## Requirement
Rewrite the lines of the entries below, starting at the one containing "backdrop, then give the position of each instance." and ending at the last line, with the requests included. Scale every coordinate in the answers by 1.8 and round each to a whole number, rounding halves up.
──────
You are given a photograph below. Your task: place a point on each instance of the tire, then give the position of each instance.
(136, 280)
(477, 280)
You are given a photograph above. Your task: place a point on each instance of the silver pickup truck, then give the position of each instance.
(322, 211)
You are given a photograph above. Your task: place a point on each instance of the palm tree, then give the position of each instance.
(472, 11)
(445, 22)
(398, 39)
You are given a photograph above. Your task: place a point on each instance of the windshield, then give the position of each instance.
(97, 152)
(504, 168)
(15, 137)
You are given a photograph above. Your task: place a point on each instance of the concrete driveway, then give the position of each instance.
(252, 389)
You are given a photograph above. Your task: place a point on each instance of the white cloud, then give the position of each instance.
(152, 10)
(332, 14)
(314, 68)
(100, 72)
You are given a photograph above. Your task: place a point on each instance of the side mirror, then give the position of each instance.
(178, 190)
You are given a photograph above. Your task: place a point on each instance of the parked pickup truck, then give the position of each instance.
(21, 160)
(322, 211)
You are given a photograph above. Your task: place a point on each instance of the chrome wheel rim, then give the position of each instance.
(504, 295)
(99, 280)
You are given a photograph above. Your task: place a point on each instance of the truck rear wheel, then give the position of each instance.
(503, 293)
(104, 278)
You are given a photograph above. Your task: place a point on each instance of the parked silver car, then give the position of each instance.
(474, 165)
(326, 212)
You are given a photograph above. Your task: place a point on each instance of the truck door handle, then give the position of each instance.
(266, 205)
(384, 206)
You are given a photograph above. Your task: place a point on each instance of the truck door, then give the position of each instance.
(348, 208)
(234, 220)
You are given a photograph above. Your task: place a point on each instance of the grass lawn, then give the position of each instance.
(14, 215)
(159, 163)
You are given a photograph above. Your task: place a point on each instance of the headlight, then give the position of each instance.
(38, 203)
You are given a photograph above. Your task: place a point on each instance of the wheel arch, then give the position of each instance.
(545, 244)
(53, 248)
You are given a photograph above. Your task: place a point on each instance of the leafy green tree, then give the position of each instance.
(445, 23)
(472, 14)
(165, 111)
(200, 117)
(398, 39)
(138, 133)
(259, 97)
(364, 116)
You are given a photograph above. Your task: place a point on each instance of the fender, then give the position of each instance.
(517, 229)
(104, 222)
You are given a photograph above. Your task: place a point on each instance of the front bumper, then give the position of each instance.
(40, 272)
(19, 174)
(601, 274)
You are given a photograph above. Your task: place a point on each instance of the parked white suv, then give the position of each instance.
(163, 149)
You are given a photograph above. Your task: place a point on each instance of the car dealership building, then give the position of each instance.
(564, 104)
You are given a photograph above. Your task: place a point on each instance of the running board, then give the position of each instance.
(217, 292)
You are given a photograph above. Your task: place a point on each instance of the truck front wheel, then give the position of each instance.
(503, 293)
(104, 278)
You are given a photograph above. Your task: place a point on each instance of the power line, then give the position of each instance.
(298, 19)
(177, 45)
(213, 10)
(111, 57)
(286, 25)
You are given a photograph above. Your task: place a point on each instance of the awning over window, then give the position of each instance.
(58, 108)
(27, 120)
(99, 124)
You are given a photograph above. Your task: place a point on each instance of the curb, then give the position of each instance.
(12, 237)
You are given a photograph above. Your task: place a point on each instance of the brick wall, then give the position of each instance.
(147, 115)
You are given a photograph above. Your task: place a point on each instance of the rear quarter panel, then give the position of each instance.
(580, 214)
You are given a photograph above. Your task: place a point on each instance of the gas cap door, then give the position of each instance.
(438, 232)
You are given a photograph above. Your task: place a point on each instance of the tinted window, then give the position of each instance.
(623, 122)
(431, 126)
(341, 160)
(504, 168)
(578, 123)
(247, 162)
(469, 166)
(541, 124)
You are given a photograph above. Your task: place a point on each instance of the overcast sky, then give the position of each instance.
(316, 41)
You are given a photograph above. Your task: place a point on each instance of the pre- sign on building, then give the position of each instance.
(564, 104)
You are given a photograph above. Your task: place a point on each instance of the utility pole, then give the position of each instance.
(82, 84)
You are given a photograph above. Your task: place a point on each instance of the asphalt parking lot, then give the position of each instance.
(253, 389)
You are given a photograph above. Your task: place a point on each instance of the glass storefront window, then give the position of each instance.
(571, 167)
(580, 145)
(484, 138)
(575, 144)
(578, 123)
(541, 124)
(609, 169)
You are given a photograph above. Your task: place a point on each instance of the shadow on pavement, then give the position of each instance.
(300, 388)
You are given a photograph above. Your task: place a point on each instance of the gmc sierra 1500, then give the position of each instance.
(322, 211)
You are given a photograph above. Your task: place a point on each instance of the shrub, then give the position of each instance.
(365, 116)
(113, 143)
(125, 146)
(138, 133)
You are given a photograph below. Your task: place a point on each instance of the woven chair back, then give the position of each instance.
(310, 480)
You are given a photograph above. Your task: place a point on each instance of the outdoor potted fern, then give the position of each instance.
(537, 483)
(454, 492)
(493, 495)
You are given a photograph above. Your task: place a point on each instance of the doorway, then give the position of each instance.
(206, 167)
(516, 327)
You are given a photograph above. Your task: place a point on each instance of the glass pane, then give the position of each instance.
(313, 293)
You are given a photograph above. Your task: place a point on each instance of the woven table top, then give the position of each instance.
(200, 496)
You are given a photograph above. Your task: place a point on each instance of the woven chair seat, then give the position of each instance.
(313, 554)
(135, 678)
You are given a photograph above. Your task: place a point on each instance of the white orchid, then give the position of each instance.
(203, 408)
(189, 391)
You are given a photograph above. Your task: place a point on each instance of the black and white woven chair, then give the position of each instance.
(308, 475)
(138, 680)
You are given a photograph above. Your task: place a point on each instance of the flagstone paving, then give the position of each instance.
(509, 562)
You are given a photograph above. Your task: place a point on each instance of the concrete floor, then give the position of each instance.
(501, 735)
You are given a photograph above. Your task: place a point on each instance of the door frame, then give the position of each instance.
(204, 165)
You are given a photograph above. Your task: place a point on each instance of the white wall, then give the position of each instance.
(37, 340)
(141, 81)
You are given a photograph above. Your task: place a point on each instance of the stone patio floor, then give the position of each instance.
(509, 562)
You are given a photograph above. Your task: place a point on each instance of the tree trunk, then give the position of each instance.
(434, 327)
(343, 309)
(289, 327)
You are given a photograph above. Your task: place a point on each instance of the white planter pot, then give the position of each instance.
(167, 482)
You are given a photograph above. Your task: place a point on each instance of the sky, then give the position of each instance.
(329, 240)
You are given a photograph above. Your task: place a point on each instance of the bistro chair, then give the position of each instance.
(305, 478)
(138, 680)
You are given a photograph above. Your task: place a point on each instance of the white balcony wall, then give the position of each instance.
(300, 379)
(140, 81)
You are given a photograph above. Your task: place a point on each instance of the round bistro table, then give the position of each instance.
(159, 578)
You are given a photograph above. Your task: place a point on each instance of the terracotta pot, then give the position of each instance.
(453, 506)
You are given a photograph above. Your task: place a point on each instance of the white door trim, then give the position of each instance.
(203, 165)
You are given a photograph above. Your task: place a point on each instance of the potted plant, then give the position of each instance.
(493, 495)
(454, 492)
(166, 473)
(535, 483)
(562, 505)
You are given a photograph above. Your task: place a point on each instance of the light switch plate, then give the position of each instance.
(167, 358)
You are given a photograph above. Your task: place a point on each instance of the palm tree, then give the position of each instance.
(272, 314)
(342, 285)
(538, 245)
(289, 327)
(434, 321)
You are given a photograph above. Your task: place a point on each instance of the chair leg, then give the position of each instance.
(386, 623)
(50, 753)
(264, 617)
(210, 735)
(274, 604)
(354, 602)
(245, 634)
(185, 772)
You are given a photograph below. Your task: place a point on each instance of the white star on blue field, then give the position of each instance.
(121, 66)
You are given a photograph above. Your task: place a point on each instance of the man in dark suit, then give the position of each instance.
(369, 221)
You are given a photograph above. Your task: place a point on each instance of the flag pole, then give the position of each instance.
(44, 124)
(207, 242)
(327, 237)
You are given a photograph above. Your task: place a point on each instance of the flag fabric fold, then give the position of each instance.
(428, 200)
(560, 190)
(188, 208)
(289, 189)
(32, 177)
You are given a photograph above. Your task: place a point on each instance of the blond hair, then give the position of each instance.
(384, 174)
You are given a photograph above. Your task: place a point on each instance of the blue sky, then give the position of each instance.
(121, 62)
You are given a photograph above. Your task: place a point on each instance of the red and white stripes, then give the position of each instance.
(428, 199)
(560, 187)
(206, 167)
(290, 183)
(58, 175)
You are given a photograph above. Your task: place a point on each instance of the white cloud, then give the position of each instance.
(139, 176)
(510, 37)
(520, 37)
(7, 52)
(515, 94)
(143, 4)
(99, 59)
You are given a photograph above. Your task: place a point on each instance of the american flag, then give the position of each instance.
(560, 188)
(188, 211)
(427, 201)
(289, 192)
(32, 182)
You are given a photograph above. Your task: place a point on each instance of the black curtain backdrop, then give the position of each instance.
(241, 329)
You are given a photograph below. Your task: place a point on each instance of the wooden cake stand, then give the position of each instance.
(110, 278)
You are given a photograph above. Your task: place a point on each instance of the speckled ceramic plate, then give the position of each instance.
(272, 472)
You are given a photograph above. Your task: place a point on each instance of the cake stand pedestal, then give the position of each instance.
──────
## Result of the exercise
You are given a photograph above. Your task: place a point on each instance of the black curtain backdrop, then give the position of each instance.
(434, 592)
You are given a photograph below. Your task: place a point on each instance of the wooden cake stand, then give the position of each instance.
(198, 500)
You are given a photograph above. Your task: place a point on each instance of the speckled ceramic plate, then give the position of each instance.
(490, 850)
You are given a photograph above. Your task: place a point on each instance of the cake stand pedestal, then give the position of each instance.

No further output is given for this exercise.